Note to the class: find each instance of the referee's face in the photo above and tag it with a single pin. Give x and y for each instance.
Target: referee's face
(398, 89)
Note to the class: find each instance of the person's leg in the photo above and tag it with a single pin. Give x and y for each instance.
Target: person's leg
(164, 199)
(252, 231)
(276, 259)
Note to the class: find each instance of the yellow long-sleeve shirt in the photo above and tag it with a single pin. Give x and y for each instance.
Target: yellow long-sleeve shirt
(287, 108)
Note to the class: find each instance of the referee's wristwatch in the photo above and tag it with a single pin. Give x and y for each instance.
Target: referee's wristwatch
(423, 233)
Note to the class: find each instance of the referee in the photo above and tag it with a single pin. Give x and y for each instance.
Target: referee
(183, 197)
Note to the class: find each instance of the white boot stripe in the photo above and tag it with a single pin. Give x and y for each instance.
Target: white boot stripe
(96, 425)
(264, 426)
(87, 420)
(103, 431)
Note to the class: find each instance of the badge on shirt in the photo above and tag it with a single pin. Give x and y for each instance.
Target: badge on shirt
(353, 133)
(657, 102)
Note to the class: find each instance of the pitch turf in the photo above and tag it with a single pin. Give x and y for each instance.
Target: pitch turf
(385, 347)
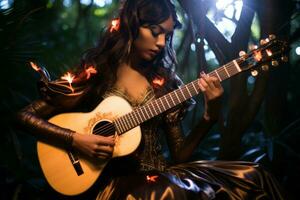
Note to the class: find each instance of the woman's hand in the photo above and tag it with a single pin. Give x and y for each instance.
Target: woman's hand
(96, 146)
(212, 90)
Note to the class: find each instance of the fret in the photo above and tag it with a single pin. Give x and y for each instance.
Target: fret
(218, 76)
(141, 109)
(146, 113)
(169, 106)
(124, 123)
(226, 71)
(162, 103)
(189, 91)
(116, 122)
(140, 119)
(177, 96)
(182, 94)
(152, 109)
(222, 73)
(172, 99)
(121, 125)
(158, 106)
(195, 87)
(237, 66)
(134, 119)
(128, 121)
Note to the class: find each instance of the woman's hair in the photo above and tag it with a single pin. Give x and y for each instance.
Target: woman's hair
(114, 47)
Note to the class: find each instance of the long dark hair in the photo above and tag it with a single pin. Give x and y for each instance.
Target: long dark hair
(114, 47)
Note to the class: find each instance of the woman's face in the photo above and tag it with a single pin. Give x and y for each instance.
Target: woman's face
(152, 39)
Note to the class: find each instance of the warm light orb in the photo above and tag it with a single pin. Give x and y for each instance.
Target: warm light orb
(298, 51)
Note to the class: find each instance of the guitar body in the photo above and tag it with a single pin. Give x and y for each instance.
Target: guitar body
(55, 161)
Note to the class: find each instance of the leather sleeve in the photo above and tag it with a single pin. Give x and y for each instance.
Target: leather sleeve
(182, 147)
(34, 118)
(56, 97)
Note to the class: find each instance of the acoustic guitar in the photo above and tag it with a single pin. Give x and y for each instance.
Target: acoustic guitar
(71, 173)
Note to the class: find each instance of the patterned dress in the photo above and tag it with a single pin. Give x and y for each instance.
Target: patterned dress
(145, 174)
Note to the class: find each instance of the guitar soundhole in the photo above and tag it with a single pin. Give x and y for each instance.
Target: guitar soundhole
(104, 128)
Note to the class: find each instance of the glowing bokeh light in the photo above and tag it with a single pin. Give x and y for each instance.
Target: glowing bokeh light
(222, 4)
(298, 51)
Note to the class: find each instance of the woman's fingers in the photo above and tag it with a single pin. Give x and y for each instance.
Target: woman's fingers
(102, 140)
(104, 148)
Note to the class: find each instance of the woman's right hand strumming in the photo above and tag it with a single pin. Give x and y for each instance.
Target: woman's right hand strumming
(95, 146)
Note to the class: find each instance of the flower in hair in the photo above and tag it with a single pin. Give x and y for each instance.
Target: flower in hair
(115, 25)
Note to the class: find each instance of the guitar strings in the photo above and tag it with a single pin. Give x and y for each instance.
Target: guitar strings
(108, 128)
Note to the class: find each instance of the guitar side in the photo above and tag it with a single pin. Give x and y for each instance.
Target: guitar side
(55, 162)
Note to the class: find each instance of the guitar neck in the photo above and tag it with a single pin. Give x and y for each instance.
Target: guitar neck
(170, 100)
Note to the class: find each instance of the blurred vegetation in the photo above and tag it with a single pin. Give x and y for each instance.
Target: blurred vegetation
(54, 33)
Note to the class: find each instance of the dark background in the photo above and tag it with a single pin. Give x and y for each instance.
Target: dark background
(260, 120)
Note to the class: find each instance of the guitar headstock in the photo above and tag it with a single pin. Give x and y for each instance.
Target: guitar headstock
(270, 53)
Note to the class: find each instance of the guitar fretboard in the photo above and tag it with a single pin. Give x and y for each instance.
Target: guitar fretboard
(170, 100)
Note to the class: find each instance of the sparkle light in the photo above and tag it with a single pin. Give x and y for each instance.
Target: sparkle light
(298, 51)
(222, 4)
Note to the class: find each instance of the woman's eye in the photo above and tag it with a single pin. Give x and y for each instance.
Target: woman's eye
(154, 32)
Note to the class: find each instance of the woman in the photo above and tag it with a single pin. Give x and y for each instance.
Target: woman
(132, 56)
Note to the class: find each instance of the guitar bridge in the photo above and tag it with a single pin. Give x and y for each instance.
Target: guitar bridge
(75, 162)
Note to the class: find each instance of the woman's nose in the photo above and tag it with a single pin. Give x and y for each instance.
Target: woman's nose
(161, 41)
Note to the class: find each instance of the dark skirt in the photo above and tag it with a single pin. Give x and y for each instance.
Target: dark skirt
(196, 180)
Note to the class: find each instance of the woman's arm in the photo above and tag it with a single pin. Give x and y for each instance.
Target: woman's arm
(181, 147)
(34, 118)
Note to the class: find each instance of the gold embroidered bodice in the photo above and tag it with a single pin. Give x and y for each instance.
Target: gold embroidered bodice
(149, 153)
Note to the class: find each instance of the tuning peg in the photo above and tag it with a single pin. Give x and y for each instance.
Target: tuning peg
(275, 63)
(242, 53)
(272, 37)
(254, 72)
(265, 67)
(284, 58)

■ ■ ■ ■ ■ ■ ■

Directions for this task:
Copy out all the data without changing anything, and drop the pictures.

Answer in full:
Note to the class: find each instance of the referee's face in the photo above and tag it with a single pin. Give x and y for each instance.
Target: referee's face
(398, 89)
Note to the class: find each instance of the person's leg in the photo above and tag it with a single pin. Give x and y for each instance.
Target: person's leg
(164, 199)
(252, 231)
(276, 259)
Note to the class: find each instance of the yellow long-sleeve shirt in the photo above and tag it with a single pin. Give x and y for each instance.
Target: yellow long-sleeve shirt
(287, 108)
Note to the class: find each instance of the referee's wristwatch in the photo above and tag it with a single pin. Give x and y for each instance.
Target: referee's wristwatch
(423, 233)
Note to the class: find each instance of the referee in the photo above and tag it with a single pin. Give x and y for each instance.
Target: referee
(183, 197)
Note to the class: find each instance of the white boot stripe in the photo above and tag it with a single pin. Give x and y for each instance.
Target: white boot stripe
(96, 425)
(264, 426)
(87, 420)
(103, 431)
Note to the class: find each instance of the badge on shirt in the photo above and tag it with a single pin. Give x and y for each instance.
Target: badge on shirt
(353, 133)
(657, 102)
Note to the class: find each instance of the pitch turf in the photo above and tag it with a single pin. Give x and y for each instance.
Target: pitch turf
(385, 347)
Note to the class: find each instance of the woman's hand in the photo above and tag it with a single pin. Give x and y for each instance.
Target: woman's hand
(96, 146)
(212, 90)
Note to the class: find each instance of the fret in the photo above and tag it with a single pin. Give x and y for each instance.
Target: fret
(218, 76)
(141, 109)
(146, 113)
(169, 106)
(124, 123)
(226, 71)
(162, 103)
(189, 91)
(116, 122)
(140, 119)
(177, 96)
(182, 94)
(152, 109)
(222, 73)
(172, 99)
(121, 125)
(158, 106)
(195, 87)
(237, 66)
(134, 119)
(128, 121)
Note to the class: find each instance of the woman's hair in the photo above and tag it with a single pin. Give x and y for each instance.
Target: woman's hair
(114, 47)
Note to the class: find each instance of the long dark hair in the photo above and tag it with a single pin. Give x and y for each instance.
Target: long dark hair
(114, 47)
Note to the class: find each instance of the woman's face in the photo above and tag it with a single pin. Give x and y for each instance.
Target: woman's face
(152, 39)
Note to the class: find each instance of the warm light orb in the photo above and tag it with a single pin. Give x and y for each instance.
Target: warm light orb
(298, 51)
Note to the class: find each instance of the guitar body in the photo above and tag it with a single pin. Give x and y for each instance.
Target: guitar body
(55, 161)
Note to the class: find each instance of the leather sleeve in the photo above and tag it with a single pin. Give x and y for each instance.
Target: leather sleeve
(182, 147)
(34, 118)
(56, 97)
Note to the class: find each instance of the acoustic guitar in the photo above and tag it with a single pin. Give x and y for each instance.
Target: acoustic guitar
(71, 173)
Note to the class: find each instance of the patterned dress in the photo above and tag it with a single pin. Give x and y for each instance.
Target: patterned dress
(145, 174)
Note to the class: find each instance of the guitar soundhole in the photo above and tag it with a single pin. Give x and y for each instance.
Target: guitar soundhole
(104, 128)
Note to the class: find each instance of the glowing bokeh light in the photo above and tag it with a single pin. Give x and y for each instance.
Target: glowing bokeh light
(222, 4)
(298, 51)
Note to the class: find each instance of the woman's fingers in the photo above and tag it with a single pin. Give x and y for each instance.
Target: woman's fingers
(102, 140)
(104, 148)
Note to the class: find each instance of the woman's right hand strumming in the photo above and tag it with a single pin. Give x and y for each instance.
Target: woman's right hand strumming
(95, 146)
Note to the class: find each instance of the flower in hair in the photo above and tag it with a single pin. Give x and y for each instance.
Target: flower in hair
(115, 25)
Note to the class: find each instance of the guitar strings in the photo above and tag it with a single pin. Give x and y for each instance.
Target: guitar strings
(108, 128)
Note to the class: find each instance of the guitar side in the photo above and tag it with a single pin. Give x and y for each instance.
Target: guitar side
(55, 162)
Note to the class: find each instance of the guitar neck in the photo above and tag it with a single pin. Give x and y for each instance.
Target: guitar neck
(170, 100)
Note to the class: find each instance of the blurred vegetation in the photo above and tag it with a single pin. Give x and y for each instance.
Target: blurred vegetation
(54, 33)
Note to the class: find each instance of the dark background in the photo above and tag it with a single pin. Give x and y for each instance.
Target: dark background
(260, 120)
Note to the class: find each instance of the guitar headstock in the photo above and tag it with a single pin. Give x and y for each instance.
Target: guitar headstock
(270, 53)
Note to the class: find each instance of the guitar fretboard in the photo above and tag it with a single pin. Give x and y for each instance.
Target: guitar fretboard
(170, 100)
Note to the class: find each instance of the sparkle light in the photo above and tag it with a single pin. Give x and y for each instance.
Target: sparkle light
(298, 51)
(222, 4)
Note to the class: find each instance of the woman's eye in the photo above and tag it with a single pin. Give x and y for each instance.
Target: woman's eye
(154, 32)
Note to the class: find each instance of the woman in the photo above and tag it with a single pin. Give x and y for each instance.
Target: woman
(132, 56)
Note to the class: find each instance of the guitar bridge in the photo above and tag it with a single pin. Give x and y for each instance.
Target: guitar bridge
(75, 162)
Note to the class: find each instance of the woman's nose in the photo above and tag it with a single pin. Give x and y for each instance.
Target: woman's nose
(161, 41)
Note to the class: find each instance of the dark skirt in the photo above and tag it with a single pin. Give x and y for each instance.
Target: dark skirt
(196, 180)
Note to the class: find each instance of the woman's arm in the photo above and tag it with a single pin. Give x and y for each instance.
Target: woman's arm
(181, 147)
(34, 118)
Note to the class: find each instance of the gold embroidered bodice in the photo above and tag it with a single pin. Give x and y for each instance.
Target: gold embroidered bodice
(149, 153)
Note to the class: find each instance of the tuning peg in the photo above and tag it with a single pin. Give x and y for each instance.
Target: tuning peg
(275, 63)
(242, 53)
(272, 37)
(254, 72)
(265, 67)
(284, 58)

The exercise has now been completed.